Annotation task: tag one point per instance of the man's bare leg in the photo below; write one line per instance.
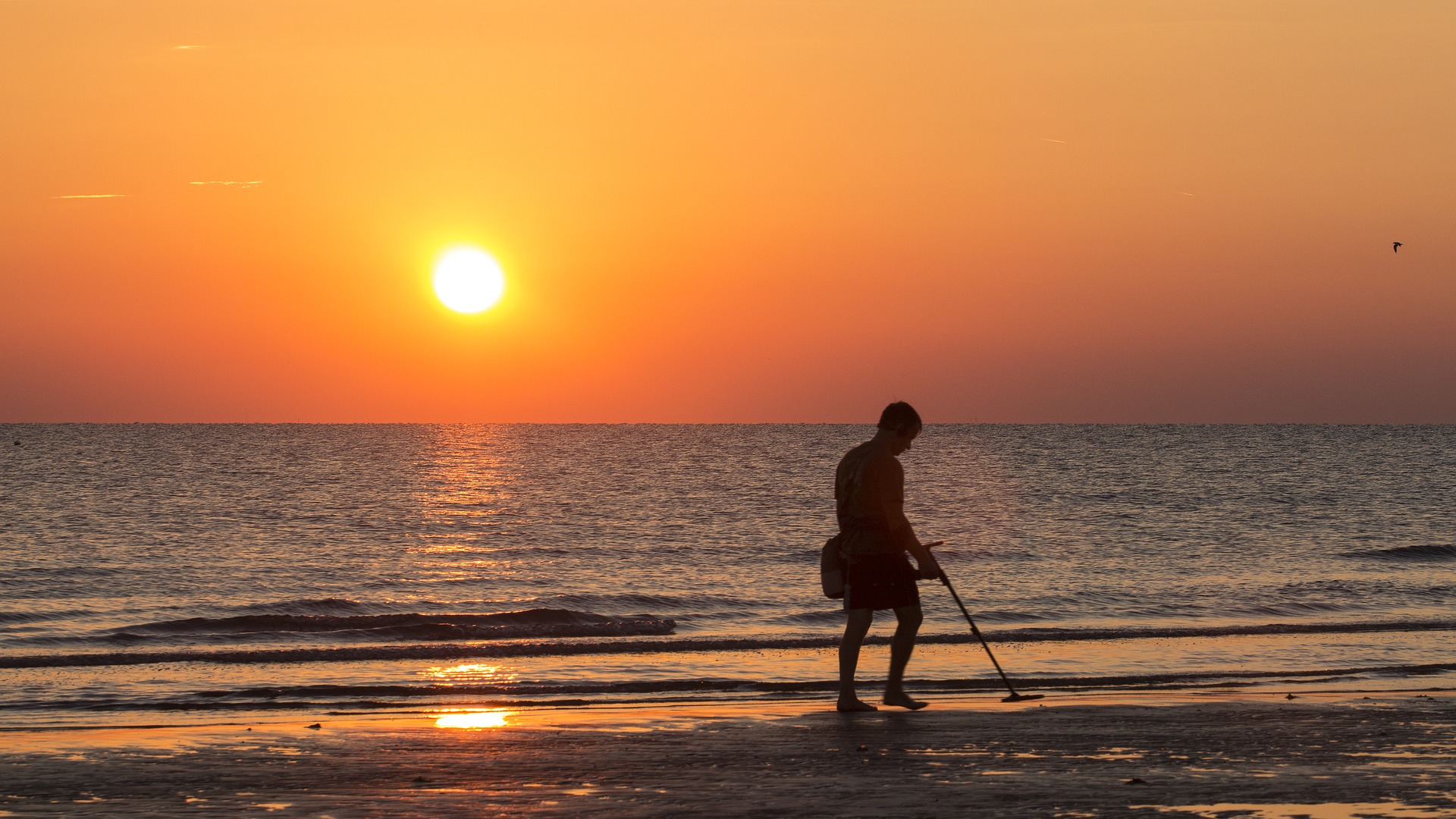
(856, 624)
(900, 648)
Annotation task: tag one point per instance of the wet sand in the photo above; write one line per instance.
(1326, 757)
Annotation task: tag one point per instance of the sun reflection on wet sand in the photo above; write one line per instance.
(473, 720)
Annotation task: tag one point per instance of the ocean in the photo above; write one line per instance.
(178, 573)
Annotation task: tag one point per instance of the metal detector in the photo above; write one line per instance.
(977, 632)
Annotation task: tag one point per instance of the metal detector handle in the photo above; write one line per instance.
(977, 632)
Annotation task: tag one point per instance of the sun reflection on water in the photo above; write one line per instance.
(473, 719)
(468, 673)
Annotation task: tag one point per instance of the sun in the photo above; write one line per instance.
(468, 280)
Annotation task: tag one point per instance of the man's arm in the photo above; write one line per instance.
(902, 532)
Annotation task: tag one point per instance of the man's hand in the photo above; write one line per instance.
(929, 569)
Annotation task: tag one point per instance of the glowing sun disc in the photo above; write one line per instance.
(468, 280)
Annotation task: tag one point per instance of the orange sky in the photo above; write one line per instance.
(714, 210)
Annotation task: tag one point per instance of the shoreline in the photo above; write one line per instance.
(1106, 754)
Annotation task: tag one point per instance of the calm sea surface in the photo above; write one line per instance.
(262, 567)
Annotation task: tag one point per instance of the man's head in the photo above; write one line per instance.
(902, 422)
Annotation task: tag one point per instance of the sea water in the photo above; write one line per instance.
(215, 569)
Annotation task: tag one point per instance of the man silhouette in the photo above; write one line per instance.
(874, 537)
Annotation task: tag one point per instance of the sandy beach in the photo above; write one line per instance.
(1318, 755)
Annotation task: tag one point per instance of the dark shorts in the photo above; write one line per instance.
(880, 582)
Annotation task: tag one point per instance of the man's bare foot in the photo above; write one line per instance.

========

Copy every entry above word for word, leaving out the picture.

RESPONSE TO THE EXERCISE ▸
Annotation task: tag one point per instance of the man's bare leg in the photo below; write one line per instance.
(856, 624)
(900, 648)
Annotation task: tag one point per instance of the wet sand in the photo above; write one line per instance.
(1326, 757)
Annotation task: tag one point per instance of the sun reflection on wet sand in the photo above; write one line per instance.
(473, 720)
Annotation task: tag one point per instance of the ocean in the photo above; write one line per instance.
(178, 573)
Annotation task: tag one point per instance of the metal detector in the photo above; write one line per instance.
(977, 632)
Annotation task: tag one point per instance of the metal detector handle in the photo above; write one line per instance.
(977, 632)
Annotation task: tag one point per instance of the sun reflection on water in the photo above; write one line per instance.
(473, 719)
(468, 673)
Annotation task: tag one point per instance of the sun in the photo above; write one line per instance.
(468, 280)
Annotation task: tag one point per instance of the man's arm in the photo above; write one line per instance.
(902, 532)
Annotation task: tag one point per instance of the man's hand in the photo above; write one line per instance.
(929, 569)
Annotation task: tag one point per instance of the glowing sun disc in the photo above; write one line per instance.
(468, 280)
Annotation task: tag one point per instance of the orange sky in the photo above; write one line per instance.
(714, 210)
Annotation task: tag one point per instance of the shoreline in the photo above; write one line per instance.
(1106, 754)
Annotation task: tag one point per instance of the calm sea surface in the photo above; write one line per instance.
(262, 567)
Annotation task: tag one point per instance of the man's head in the photo above; write one line per instance.
(902, 422)
Annotation task: tag one point per instance of the sea water in the photo above; write one line per instance.
(215, 569)
Annotation task: tag one point per instance of the man silhouette in the photo above; write one line per instance.
(874, 537)
Annotation task: tag one point per instance of the sandy beach in the photo above; write one line per instance.
(1318, 755)
Annotation task: tag one point per instance of the dark shorts in the photo above; write one line per instance.
(880, 582)
Annotation task: tag one point per instance of the man's bare foot in the photo above; write one line per instance.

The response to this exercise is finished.